------ STORED DATA ------

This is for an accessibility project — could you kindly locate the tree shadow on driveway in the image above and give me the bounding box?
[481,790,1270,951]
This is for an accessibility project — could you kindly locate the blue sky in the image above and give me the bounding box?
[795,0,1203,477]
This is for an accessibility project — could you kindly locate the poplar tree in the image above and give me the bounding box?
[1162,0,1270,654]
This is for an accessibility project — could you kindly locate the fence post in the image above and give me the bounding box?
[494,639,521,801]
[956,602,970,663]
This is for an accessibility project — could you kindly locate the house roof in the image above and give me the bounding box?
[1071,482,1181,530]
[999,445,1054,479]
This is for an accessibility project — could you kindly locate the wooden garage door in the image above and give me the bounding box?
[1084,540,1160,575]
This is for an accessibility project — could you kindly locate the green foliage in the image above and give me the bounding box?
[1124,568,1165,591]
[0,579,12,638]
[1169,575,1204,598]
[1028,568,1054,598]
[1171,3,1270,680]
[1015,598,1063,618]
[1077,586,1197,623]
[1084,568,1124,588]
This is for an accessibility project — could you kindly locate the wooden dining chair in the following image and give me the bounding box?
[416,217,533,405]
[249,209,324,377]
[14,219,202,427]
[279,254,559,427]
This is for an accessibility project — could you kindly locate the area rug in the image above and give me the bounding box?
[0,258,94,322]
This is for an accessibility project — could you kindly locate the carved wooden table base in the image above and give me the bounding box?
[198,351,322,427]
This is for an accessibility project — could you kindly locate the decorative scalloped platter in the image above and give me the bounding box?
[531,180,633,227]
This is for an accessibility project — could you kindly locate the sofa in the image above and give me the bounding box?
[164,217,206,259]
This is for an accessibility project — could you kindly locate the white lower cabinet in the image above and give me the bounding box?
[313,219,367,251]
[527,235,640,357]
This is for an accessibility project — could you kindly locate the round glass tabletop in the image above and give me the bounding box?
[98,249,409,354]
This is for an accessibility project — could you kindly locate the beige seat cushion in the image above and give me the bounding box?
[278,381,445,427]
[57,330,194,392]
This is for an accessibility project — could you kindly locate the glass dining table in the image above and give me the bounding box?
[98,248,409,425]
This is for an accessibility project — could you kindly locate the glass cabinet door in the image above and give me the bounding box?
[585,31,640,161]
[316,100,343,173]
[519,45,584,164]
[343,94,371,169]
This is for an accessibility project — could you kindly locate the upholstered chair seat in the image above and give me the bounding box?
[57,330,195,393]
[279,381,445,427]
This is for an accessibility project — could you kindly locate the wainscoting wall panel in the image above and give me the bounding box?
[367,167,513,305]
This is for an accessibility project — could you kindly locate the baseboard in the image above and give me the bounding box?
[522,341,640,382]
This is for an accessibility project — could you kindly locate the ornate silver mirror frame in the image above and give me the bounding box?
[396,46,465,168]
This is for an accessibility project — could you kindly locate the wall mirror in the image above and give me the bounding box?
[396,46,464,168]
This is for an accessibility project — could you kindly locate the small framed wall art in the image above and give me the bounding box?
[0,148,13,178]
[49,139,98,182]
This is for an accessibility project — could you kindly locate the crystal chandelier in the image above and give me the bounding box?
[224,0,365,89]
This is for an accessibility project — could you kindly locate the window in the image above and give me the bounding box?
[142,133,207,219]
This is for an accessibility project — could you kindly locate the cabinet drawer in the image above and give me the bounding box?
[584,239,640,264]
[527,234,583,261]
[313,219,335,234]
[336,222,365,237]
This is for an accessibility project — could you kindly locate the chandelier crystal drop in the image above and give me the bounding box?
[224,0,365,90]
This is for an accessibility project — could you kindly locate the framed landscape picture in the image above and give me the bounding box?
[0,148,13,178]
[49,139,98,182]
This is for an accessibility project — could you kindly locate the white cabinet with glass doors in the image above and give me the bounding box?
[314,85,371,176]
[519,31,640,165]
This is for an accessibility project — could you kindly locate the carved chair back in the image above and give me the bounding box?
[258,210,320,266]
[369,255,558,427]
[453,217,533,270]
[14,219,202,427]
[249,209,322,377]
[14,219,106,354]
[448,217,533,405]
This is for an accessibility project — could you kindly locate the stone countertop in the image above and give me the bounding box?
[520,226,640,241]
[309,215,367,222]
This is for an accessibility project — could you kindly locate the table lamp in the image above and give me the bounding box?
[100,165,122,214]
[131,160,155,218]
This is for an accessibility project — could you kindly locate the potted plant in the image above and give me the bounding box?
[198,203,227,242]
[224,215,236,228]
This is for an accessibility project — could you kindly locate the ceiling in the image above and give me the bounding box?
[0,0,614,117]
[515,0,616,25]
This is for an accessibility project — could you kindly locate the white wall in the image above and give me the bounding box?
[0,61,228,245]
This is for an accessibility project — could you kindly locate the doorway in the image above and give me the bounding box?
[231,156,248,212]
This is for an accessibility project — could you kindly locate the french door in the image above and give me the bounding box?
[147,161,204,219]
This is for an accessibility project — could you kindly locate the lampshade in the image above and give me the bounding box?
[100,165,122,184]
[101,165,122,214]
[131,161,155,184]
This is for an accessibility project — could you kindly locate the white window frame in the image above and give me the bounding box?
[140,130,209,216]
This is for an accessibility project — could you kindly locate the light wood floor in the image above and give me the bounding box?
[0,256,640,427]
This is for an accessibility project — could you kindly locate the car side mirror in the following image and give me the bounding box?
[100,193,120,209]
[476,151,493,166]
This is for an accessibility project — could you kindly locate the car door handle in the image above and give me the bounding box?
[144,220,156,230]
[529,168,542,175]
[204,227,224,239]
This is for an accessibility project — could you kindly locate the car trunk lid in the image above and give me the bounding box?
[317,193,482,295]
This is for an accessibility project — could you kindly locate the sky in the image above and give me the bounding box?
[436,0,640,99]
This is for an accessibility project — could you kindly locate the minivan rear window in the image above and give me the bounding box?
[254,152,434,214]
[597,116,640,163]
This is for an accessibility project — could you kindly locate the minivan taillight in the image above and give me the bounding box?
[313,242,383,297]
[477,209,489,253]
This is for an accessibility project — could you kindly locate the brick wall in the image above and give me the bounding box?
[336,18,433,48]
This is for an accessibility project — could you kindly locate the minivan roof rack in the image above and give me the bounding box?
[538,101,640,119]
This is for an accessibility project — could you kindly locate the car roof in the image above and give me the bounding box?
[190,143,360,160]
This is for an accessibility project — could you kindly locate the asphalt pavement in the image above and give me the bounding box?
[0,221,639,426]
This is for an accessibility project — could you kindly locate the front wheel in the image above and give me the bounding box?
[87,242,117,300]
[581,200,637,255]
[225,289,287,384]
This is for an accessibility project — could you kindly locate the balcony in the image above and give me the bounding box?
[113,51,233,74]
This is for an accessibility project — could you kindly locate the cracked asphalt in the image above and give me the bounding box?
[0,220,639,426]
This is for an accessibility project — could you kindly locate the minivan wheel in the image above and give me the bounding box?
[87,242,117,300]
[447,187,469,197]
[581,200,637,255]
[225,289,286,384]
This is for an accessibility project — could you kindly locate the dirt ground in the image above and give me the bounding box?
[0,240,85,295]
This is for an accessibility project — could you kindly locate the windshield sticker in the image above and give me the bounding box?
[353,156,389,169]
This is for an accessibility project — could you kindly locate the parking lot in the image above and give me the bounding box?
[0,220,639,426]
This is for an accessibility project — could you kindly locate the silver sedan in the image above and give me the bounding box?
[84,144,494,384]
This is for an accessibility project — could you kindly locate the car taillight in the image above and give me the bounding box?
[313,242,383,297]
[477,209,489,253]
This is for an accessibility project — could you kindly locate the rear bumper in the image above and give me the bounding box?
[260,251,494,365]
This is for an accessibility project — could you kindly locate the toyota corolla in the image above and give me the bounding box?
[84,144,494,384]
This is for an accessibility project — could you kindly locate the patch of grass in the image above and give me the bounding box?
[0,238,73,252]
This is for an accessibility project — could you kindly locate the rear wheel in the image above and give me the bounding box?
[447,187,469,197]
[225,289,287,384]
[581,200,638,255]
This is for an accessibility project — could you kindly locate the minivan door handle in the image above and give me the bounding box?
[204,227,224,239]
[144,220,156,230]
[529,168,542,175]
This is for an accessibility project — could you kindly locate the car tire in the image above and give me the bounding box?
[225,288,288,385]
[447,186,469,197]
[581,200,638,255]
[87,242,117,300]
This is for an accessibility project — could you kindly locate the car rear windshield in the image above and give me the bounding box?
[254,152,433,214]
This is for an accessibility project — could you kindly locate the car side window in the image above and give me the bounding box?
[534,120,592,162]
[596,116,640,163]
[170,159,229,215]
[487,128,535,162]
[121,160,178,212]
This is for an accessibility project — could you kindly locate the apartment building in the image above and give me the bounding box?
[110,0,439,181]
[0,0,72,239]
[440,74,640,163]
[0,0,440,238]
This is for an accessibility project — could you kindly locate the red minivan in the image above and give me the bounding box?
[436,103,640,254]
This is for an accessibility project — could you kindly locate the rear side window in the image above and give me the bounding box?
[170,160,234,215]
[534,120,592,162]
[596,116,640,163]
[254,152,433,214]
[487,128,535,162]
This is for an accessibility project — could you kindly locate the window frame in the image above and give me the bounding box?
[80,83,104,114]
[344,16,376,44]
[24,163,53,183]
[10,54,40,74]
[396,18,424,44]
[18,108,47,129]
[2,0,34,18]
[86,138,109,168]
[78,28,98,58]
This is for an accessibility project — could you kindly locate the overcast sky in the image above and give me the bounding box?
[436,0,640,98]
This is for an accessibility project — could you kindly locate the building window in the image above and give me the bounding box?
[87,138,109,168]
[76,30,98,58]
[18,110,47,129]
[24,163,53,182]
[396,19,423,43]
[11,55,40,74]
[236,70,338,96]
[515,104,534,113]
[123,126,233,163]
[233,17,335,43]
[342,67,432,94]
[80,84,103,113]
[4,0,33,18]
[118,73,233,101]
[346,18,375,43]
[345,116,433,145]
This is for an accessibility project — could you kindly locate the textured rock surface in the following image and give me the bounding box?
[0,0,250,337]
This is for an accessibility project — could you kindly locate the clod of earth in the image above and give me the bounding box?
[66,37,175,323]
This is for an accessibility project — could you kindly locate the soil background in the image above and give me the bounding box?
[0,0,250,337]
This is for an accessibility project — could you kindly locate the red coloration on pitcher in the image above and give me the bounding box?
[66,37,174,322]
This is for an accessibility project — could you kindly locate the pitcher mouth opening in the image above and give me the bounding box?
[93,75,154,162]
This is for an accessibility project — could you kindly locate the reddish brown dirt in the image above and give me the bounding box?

------

» **TO BE DONE**
Turn the records into a numbered list, beginning at the first line of the records and stopping after the line that contains "[1084,568,1124,588]". Leave out any blank lines.

» **TASK ANSWER**
1. This is for an accessibility project — could you kindly locate the tree shadow on driveway in the image above and give me the bounding box?
2. [481,790,1270,951]
3. This is for an accessibility project — could you kindly locate the blue sky in the image above and give me the bounding box?
4. [795,0,1203,477]
5. This is for an accessibility project — could you kindly locate the poplar tree in the image above and give me the bounding box?
6. [1162,0,1270,654]
7. This is for an accessibility project — could you kindly locate the fence post in the image above and give me the bounding box?
8. [494,639,521,801]
9. [956,602,970,663]
10. This is for an accessibility project — could you kindly locate the house roof in the image above and give me the bounding box?
11. [1071,482,1181,530]
12. [999,445,1054,479]
13. This is for an accessibility project — could you kindly locate the wooden garage door in the image above and give me the bounding box?
14. [1084,540,1160,575]
15. This is for an accessibility project — could you kindly locate the green foliage in the image above and give me the bounding box?
16. [1124,568,1165,591]
17. [0,579,12,638]
18. [1169,575,1204,598]
19. [1028,568,1054,598]
20. [1171,3,1270,680]
21. [1015,598,1063,618]
22. [1077,586,1197,623]
23. [1084,568,1124,588]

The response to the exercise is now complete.